Answer these questions from the article below on how peers affect IQ.
(a) What is the name of the finding that people were getting more intelligent each generation?
(b) How many years of US IQ tests did Flynn's research use?
(c) About what share of intelligence do genetics and early life experience determine, according to Flynn?

STUDY TEXT Block Start

Your peers affect your IQ

If you want to get brighter, only mix with the brightest, or suffer the consequences

That’s according to Professor James Flynn, who was once considered controversial because of his research which suggested that people were getting more intelligent each generation – the Flynn Effect.

IQ

In his new book “Does your family make you smarter” he proposes that intelligence, rather than plateauing at 18 years of age, can increase throughout adulthood, providing you have a stimulating lifestyle.

Households where people talk, challenge, joke  and share cultural pastimes can boost the IQ of family members by several points. And workplaces that impose intellectual challenges on staff can over time raise their individual intelligence.

The opposite is also true. People who share a home or workplace with dullards for any length of time risk seeing their IQ enter a sharp decline because of lack of stimulation.

Flynn also says

Intelligence has always been thought to be static … the new evidence shows that this is wrong. The brain seems to be rather like a muscle – the more you use it, the stronger it gets. That means you can upgrade your intelligence during your lifetime

He suggests the best way to improve your IQ is to marry someone smarter than you, find an intellectually stimulating job, and hang out with bright friends.

 

Up to now we’ve believed that intelligence is controlled by genes influenced by our nutrition and environment up to age 18 when it stabilises.

Flynn’s research took 65 years of IQ tests from the US and correlating the  results with the age of the people creating IQ age tables. From these he draws two conclusions. The cognitive quality of a family alters the IQ of all members but especially children i.e. it can lift them or hold them back.

For example a bright child of 10 with siblings of average intelligence will suffer on average a 5-10 point IQ disadvantage compared to a similar child with equally bright brothers and sisters.  A child with a lower IQ can gain 6-8 points by having brighter siblings and educational support…

He also believes, based on this research, that although genetics and early life experience determine about 80% of intelligence the rest is strongly linked to our lifestyle as adults.

STUDY TEXT Block End
PROVIDED INFORMATION Block Start

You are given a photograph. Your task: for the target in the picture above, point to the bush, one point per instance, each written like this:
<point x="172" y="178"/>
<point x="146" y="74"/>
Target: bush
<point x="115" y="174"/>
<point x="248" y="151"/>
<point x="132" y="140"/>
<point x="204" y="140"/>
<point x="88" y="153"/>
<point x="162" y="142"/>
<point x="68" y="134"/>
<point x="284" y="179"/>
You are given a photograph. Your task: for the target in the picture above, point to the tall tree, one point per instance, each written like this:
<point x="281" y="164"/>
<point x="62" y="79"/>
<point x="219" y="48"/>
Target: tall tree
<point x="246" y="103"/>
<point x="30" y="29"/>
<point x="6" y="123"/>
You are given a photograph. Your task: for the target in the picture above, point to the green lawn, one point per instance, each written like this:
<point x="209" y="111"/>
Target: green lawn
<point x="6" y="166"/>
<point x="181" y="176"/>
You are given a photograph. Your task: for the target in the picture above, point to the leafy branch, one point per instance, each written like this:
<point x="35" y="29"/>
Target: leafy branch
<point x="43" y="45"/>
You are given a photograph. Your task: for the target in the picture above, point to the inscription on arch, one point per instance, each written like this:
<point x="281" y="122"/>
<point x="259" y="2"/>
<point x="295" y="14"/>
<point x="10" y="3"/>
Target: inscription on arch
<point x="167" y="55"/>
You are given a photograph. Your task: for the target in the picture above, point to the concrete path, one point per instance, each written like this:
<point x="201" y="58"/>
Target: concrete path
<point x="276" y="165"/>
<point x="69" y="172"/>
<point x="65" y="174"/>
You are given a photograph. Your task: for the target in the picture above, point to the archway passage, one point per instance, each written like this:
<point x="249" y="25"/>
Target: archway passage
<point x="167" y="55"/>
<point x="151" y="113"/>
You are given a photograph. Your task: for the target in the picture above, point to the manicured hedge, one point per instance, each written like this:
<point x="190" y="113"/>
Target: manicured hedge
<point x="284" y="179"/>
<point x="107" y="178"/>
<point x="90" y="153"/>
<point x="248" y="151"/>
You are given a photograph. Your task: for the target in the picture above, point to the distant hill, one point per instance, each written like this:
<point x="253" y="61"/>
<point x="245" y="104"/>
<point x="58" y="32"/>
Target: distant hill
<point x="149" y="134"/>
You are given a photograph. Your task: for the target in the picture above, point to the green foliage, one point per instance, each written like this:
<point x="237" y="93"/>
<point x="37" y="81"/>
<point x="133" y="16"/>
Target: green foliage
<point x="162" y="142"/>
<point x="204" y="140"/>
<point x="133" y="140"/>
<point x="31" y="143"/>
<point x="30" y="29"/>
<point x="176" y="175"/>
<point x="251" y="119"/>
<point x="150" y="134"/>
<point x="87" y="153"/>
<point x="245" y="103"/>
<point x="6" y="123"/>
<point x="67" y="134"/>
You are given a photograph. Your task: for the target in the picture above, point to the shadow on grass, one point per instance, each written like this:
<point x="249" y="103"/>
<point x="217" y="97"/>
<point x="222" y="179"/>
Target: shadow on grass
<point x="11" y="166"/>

PROVIDED INFORMATION Block End

TASK ANSWER:
(a) The Flynn Effect
(b) 65 years
(c) About 80%